- _Brief 1_
Count the lines in the records below that contain the string "gate". Reply with the number alone.

- _Page_
Elicker (pictured at his rally) told the Independent the race’s changing dynamics haven’t changed his message. “The results of the primary made it overwhelmingly clear the city is ready for a change and a new type of government,” said the candidate, who has promised to put the government’s checkbook online and work to enable nonprofit organizations to run after-school programs in city school buildings. “Nothing has changed about my message. Nothing has changed about who I am and what I care about.”
“We’ve Got Your Back”
What has changed is who’s in the room, as was clear at Sunday’s rally.
The event offered a stark contrast to a previous event in the same Whalley Avenue headquarters, Elicker’s official May 5 campaign kick-off. The crowd that day consisted of critics of the Harp administration, neighborhood activists, and people who have clashed with the mayor or lost city jobs.
Sunday’s crowd, by contrast, was an A‑list of Democratic party elected officials and influential campaign figures, like Marks and Proto. Beaver Hills Alder Richard Furlow (pictured), who had backed Harp’s primary run, introduced other alders who have switched to Elicker, including Newhallville’s Delphine Clyburn and Beaver Hills’ Jill Marks. Westville Alder Adam Marchand was in the room, too, having swapped the Harp campaign sign on the lawn for an Elicker sign.
Similarly, New Haven State Rep. Toni Walker, who endorsed Harp in the primary, showed up to endorse Elicker along with New Haven State Reps. Gary Winfield and Al Paolillo Jr. “We’re not taking away anything from what anyone did before,” Winfield said. “We’re adding to it. We’re a family.”
The significance of the labor leaders’ support isn’t necessarily in votes Elicker might gain; both Marks and Proto said UNITE HERE hasn’t endorsed a candidate in the general election. Instead, the significance is in votes lost: Harp lost the primary by 2,000 votes, and UNITE HERE/New Haven Rising, the most effective campaign organization in town, was out rounding up votes. Proto and Marks made a point of stressing that they’re backing Elicker as part of a broader agenda of pushing large employers like Yale to hire more New Haveners and pony up more payments in lieu of taxes.
“There is so much more our City Hall can do to make all of our residents thrive,” Elicker told the crowd. “I will represent every single resident in this city.”
The state officials on the bill made a point of praising Elicker without criticizing Harp.
“Toni Harp has served this state well. She has served this city well,” said Gov. Ned Lamont (pictured), who stayed had neutral in the mayoral primary a year after Harp had backed in his own Democratic gubernatorial primary race. “I wish her well. Today we have a new leader for the city.”
“I want you to know,” Lamont said, turning to Elicker, “we’ve got your back.”
“A Message Of Liberation”
The one elected official present at the Harp fundraiser at the Woodbridge home of Dr. Deborah Desir, by contrast, was a Bridgeport state senator waging a write-in campaign for Park City mayor after losing a primary that many people consider stolen from her through absentee ballot fraud.

- _Dataset content_

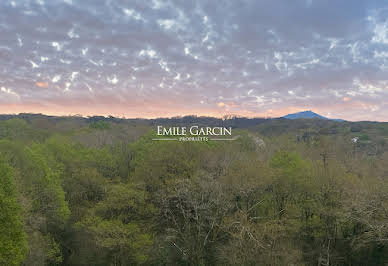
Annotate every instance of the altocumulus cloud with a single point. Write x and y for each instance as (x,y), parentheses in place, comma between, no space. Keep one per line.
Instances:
(156,58)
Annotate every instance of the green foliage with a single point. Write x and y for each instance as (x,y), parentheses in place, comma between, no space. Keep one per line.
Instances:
(95,193)
(13,244)
(100,125)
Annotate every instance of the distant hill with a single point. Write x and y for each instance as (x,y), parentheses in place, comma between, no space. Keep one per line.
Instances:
(308,115)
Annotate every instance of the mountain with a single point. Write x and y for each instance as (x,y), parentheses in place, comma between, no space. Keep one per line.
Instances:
(306,114)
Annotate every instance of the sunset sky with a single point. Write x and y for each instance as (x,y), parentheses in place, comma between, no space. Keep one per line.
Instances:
(169,58)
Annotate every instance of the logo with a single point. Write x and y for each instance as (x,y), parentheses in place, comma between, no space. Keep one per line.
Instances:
(193,133)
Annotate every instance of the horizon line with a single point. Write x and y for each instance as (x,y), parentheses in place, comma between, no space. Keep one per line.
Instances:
(225,117)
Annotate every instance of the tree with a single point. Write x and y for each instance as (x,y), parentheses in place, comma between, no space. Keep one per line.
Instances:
(13,244)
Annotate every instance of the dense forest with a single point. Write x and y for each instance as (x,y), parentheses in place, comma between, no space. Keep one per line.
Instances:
(99,191)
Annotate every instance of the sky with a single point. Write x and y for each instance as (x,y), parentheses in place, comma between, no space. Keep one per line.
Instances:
(173,58)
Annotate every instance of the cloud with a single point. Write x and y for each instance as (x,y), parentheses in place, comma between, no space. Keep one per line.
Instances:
(308,52)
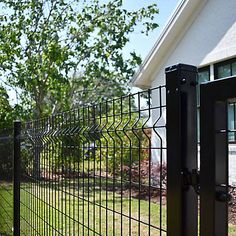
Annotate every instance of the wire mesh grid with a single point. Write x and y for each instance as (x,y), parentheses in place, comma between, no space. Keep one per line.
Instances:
(6,181)
(97,170)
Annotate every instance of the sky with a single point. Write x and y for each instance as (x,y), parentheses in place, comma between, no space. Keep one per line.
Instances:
(139,42)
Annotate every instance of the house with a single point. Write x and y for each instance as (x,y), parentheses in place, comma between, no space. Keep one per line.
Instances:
(200,33)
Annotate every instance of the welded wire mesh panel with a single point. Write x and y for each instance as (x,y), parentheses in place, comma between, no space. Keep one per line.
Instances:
(6,184)
(97,170)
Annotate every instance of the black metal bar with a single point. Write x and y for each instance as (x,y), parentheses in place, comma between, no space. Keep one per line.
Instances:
(17,171)
(182,204)
(214,156)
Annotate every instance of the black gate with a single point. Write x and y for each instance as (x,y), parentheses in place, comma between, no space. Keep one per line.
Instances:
(215,196)
(91,171)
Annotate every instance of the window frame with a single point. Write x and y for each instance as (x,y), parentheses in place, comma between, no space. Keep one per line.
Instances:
(223,63)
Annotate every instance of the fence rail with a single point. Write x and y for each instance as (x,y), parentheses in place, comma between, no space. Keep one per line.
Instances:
(92,170)
(125,166)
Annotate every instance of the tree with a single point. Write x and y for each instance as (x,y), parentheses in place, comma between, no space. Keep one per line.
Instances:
(45,45)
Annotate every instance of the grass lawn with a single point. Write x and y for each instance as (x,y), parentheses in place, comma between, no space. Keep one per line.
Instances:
(6,209)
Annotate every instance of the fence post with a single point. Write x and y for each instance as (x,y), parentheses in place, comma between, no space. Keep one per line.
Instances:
(182,200)
(16,178)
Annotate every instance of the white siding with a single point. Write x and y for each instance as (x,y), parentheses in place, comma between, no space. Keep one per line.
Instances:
(211,38)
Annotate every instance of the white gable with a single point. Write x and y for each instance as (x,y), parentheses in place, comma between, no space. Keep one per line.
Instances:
(201,34)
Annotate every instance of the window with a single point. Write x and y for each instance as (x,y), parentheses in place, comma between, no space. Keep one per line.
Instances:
(221,70)
(203,76)
(225,69)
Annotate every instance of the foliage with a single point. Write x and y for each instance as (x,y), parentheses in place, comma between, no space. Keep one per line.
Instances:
(51,48)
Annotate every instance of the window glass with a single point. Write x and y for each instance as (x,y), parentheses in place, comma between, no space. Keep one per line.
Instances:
(234,68)
(203,76)
(224,71)
(231,120)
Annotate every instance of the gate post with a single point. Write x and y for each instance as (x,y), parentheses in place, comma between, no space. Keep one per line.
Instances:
(16,178)
(181,102)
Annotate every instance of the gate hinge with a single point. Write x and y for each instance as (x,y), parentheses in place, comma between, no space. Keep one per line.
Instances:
(191,179)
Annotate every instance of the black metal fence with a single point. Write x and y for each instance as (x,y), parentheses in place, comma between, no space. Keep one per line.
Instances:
(126,166)
(6,181)
(91,171)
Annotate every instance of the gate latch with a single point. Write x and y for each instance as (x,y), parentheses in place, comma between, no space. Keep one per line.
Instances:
(191,179)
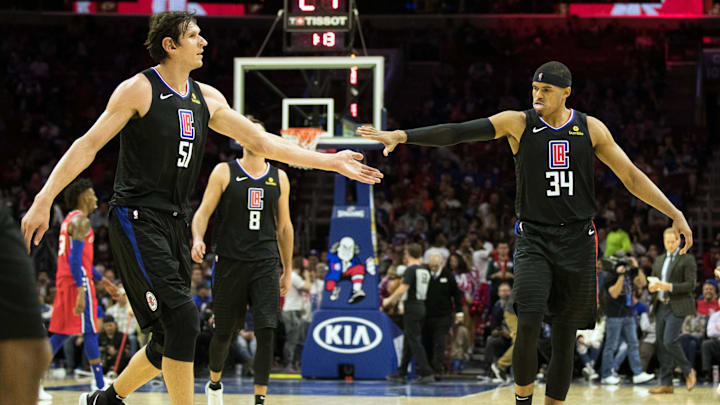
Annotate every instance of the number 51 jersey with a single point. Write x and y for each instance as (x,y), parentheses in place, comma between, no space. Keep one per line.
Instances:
(161,152)
(245,226)
(555,171)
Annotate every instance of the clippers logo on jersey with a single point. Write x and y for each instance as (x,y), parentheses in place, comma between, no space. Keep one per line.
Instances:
(559,151)
(187,131)
(255,198)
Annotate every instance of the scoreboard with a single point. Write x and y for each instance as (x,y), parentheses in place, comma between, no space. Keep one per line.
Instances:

- _Brief 2_
Render this sentence from the article about the New Haven mayoral race in Spanish: "What has changed is who’s in the room, as was clear at Sunday’s rally."

- _Finished answer 1_
4

- _Finished answer 2_
Lo que ha cambiado es quién está en la sala, como quedó claro en el mitin del domingo.